### INPUT FOR THIS TASK:
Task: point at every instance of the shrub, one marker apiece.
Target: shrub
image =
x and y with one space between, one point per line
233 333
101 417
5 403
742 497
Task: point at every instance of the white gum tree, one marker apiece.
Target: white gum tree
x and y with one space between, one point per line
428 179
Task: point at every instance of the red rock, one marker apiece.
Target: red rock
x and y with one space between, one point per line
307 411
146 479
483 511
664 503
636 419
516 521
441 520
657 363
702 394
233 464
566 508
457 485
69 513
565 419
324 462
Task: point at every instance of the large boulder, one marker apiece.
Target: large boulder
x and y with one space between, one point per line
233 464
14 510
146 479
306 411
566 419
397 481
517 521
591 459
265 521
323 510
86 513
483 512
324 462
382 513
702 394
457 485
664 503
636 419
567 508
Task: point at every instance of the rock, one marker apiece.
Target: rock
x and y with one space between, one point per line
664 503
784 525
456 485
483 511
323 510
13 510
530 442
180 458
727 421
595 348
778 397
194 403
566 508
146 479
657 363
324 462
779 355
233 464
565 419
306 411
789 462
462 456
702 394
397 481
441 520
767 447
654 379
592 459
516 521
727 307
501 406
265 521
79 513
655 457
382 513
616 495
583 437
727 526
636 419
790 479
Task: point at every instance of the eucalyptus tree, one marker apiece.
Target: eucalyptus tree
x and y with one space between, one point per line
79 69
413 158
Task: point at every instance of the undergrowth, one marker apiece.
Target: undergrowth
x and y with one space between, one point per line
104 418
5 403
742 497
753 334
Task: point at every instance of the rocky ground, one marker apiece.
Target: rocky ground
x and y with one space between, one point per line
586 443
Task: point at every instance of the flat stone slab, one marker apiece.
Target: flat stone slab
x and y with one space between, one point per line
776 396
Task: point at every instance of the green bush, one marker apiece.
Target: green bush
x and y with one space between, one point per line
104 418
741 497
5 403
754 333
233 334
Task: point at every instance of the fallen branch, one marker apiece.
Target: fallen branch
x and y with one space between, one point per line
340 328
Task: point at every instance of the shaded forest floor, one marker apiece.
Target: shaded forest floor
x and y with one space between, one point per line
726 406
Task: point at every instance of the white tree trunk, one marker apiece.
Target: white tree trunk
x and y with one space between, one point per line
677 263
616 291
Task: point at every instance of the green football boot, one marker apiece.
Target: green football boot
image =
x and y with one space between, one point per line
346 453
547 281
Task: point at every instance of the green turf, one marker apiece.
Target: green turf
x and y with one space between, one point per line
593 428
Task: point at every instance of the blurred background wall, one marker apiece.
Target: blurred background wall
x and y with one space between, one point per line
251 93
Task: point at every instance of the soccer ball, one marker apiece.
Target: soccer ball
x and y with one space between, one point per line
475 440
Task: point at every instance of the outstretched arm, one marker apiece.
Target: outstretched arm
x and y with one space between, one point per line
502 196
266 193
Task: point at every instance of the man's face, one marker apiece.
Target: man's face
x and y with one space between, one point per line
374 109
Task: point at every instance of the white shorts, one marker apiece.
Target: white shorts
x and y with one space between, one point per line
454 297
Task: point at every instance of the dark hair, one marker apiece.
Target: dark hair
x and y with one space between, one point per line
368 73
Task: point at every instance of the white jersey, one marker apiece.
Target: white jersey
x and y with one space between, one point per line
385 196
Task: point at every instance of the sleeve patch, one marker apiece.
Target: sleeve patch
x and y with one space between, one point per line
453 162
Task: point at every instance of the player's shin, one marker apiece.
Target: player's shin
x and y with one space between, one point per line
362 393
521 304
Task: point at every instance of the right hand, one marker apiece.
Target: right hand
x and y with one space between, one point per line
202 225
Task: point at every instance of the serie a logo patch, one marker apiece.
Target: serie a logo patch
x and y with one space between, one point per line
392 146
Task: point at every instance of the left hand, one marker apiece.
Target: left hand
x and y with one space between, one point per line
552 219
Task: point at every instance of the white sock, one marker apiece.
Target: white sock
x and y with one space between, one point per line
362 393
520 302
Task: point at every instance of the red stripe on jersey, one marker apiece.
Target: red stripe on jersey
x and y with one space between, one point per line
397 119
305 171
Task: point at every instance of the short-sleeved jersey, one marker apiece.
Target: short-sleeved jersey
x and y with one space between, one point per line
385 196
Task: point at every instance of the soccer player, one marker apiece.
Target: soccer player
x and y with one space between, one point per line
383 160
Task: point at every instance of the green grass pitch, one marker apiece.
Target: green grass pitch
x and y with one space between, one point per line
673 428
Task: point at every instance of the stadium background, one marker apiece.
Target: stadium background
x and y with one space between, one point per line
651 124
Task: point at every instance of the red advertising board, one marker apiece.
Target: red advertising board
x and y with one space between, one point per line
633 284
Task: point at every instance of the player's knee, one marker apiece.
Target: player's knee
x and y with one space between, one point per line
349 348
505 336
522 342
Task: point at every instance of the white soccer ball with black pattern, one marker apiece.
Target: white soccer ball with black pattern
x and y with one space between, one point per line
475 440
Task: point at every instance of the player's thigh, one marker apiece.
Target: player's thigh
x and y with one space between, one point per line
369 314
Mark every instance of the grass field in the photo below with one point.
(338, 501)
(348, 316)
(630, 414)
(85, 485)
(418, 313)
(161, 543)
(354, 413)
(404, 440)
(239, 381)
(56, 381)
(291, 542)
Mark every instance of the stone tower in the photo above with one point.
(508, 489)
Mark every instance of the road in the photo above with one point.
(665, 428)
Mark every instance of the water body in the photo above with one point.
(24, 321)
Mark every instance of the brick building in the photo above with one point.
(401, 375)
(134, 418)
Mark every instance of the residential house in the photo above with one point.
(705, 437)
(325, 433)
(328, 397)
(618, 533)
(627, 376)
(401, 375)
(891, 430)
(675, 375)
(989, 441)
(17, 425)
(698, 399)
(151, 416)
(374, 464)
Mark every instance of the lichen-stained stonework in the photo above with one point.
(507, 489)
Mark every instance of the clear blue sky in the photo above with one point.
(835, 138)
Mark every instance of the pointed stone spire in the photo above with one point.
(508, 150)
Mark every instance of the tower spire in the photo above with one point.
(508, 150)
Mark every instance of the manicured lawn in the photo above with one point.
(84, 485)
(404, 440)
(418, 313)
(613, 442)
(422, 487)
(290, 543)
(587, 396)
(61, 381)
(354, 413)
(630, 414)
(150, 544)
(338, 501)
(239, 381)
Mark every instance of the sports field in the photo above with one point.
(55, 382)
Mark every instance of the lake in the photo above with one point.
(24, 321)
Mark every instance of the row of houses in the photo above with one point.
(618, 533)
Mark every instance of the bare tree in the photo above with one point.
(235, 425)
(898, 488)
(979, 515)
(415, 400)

### EXERCISE PROMPT:
Each line of the data should be transcribed exactly.

### SOLVED EXERCISE:
Task: point at every instance of the shrub, one marker apiece.
Target: shrub
image =
x and y with one space between, one point per line
233 333
101 417
5 403
742 497
Task: point at every instance of the white gum tree, one marker apiece.
Target: white gum tree
x and y with one space between, one point per line
428 179
Task: point at every instance of the red rock, one marker apiece.
Target: red rock
x and y with one space between, one point per line
307 411
146 479
483 511
664 503
636 419
516 521
441 520
657 363
702 394
233 464
566 508
457 485
69 513
565 419
324 462
Task: point at every instance of the large boulder, one marker apiece.
Target: large boulder
x and y with one space between, one point per line
233 464
14 510
146 479
306 411
566 419
397 481
517 521
591 459
265 521
323 510
86 513
483 512
324 462
382 513
702 394
457 485
664 503
636 419
567 508
Task: point at every instance of the rock, one marker apiece.
Target: rock
x and y with one space between, one point per line
664 503
784 525
456 485
483 511
323 510
13 510
530 442
180 458
727 421
595 348
778 397
194 403
566 508
146 479
657 363
324 462
779 355
233 464
565 419
306 411
789 462
462 456
702 394
397 481
441 520
767 447
654 379
592 459
516 521
727 307
501 406
265 521
79 513
655 457
382 513
616 495
583 437
727 526
636 419
790 479
Task: point at every instance of the eucalyptus tree, one marker apiece.
Target: eucalyptus tree
x and y with one space between, one point per line
79 69
413 158
Task: point at every instance of the undergrowth, one marker apiece.
Target: undergrowth
x and y with one space between, one point per line
104 418
5 403
742 497
753 334
Task: point at every instance of the rocky ground, one marker apiece.
Target: rocky ground
x and y with one space between, one point per line
586 443
Task: point at every instance of the flat stone slab, one marker apiece.
Target: flat stone slab
x and y with one space between, one point per line
776 396
Task: point at every instance of the green bush, one marker apiece.
Target: green bush
x and y with one space between, one point per line
104 418
741 497
5 403
754 333
233 334
Task: point at every instance of the fallen branch, one marker apiece.
Target: fallen branch
x and y with one space between, one point per line
340 328
Task: point at every instance of the shaded forest floor, one marker apiece.
Target: shaded forest floor
x and y with one space between, one point per line
726 406
Task: point at every instance of the white tree trunk, one marker apiece.
Target: white tree trunk
x and y with one space between, one point per line
677 263
616 291
Task: point at every instance of the green football boot, one marker apiece.
Target: green football boot
image =
x and y with one space between, one point per line
346 453
547 281
Task: point at every instance of the green turf, one marker apiece.
Target: green turf
x and y with one space between, one point per line
593 428
Task: point at every instance of the blurred background wall, one marker apiece.
Target: blurred background wall
x and y with one space between, one point per line
251 93
Task: point at every instance of the soccer ball, one marker apiece.
Target: soccer ball
x and y with one space between, one point per line
475 440
Task: point at every instance of the outstretched arm, one marker apiece.
Target: outstretched arm
x and y with one space between, one point per line
502 196
266 193
Task: point at every instance of the man's face, one marker apiece.
Target: man's face
x and y with one space between, one point per line
374 109
Task: point at every instance of the white shorts, one marker apiece.
Target: white shorts
x and y with one space between, one point per line
454 297
Task: point at every instance of the dark hair, one marker apiece.
Target: dark hair
x and y with one space between, one point per line
368 73
Task: point at every instance of the white jersey, one marker apiece.
Target: white jersey
x and y with one space between, one point per line
385 196
Task: point at every instance of the sleeve patch, one marker apiece.
Target: sleeve patch
x and y with one space between, one point per line
453 162
Task: point at every instance of the player's shin, one marker apiece.
Target: player's shin
x and y with one space between, one point per line
362 393
521 304
Task: point at every instance of the right hand, one marker apiece.
Target: right hand
x and y with one space between, one point per line
202 225
Task: point at every instance of the serie a logo patch, one marker apiece.
Target: serie a logo patch
x and y with one space between, one point per line
392 146
Task: point at every instance of the left hand, one marker apiece.
Target: left hand
x and y with one space between, one point per line
552 219
Task: point at every instance of the white sock, one marker apiece.
Target: white sock
x and y with one space between, one point per line
362 393
520 302
Task: point at every instance of the red stripe on jersey, one marker apiece.
Target: red stripe on jersey
x and y with one space between, one point per line
397 119
305 171
Task: point at every instance of the short-sleeved jersey, one marker apiece.
Target: short-sleeved jersey
x and y with one space between, one point per line
385 196
Task: point at every instance of the soccer player, one marker apiece.
Target: soccer player
x and y with one space between, one point per line
383 160
Task: point at every instance of the green grass pitch, one marker apiece.
Target: green grass pitch
x and y with one space between, one point per line
673 428
Task: point at every instance of the stadium background, one marker apiece.
Target: stadium background
x and y with one space between, one point per line
651 124
Task: point at every instance of the red advertising board, one marker apiece.
Target: red advertising board
x and y with one space between, one point per line
633 284
Task: point at every instance of the player's knee, one marker apiece.
Target: player's knee
x and y with one space between, one point per line
349 348
505 336
522 342
Task: point at every instance of the white soccer ball with black pattern, one marker apiece.
Target: white soccer ball with black pattern
x and y with one space between, one point per line
475 440
Task: point at every instance of the player's thigh, one marker apiece.
Target: player's thigh
x and y with one space between, one point per line
369 314
Mark every instance of the grass field in the photo below with one point.
(338, 501)
(348, 316)
(630, 414)
(85, 485)
(418, 313)
(161, 543)
(354, 413)
(404, 440)
(239, 381)
(56, 381)
(291, 542)
Mark every instance of the stone tower in the photo above with one point.
(508, 489)
Mark every instance of the road in the photo above with one point.
(665, 428)
Mark every instance of the water body in the photo above with one point.
(24, 321)
Mark every instance of the brick building in the photo above with one point.
(401, 375)
(134, 418)
Mark every instance of the residential house in the photo above with one point.
(705, 437)
(325, 433)
(328, 397)
(618, 533)
(627, 376)
(401, 375)
(891, 430)
(675, 375)
(989, 441)
(17, 425)
(698, 399)
(151, 416)
(374, 464)
Mark every instance of the lichen-stained stonework in the photo above with one point.
(507, 489)
Mark every instance of the clear blue sky in the photo above with one point.
(835, 138)
Mark every instance of the pointed stone spire in the photo above with one point.
(508, 150)
Mark every instance of the tower spire in the photo above with one point.
(508, 150)
Mark every instance of the manicured lawn in the photo above with one point.
(84, 485)
(404, 440)
(418, 313)
(613, 442)
(422, 487)
(290, 543)
(587, 396)
(61, 381)
(354, 413)
(630, 414)
(150, 544)
(338, 501)
(239, 381)
Mark every instance of the sports field in the photo above with one point.
(55, 382)
Mark every instance of the lake in the photo above with one point.
(24, 321)
Mark every instance of the row of houses in the photo above with one point.
(618, 533)
Mark every instance of the bare tree in the photo above with one point.
(235, 425)
(898, 488)
(979, 515)
(415, 400)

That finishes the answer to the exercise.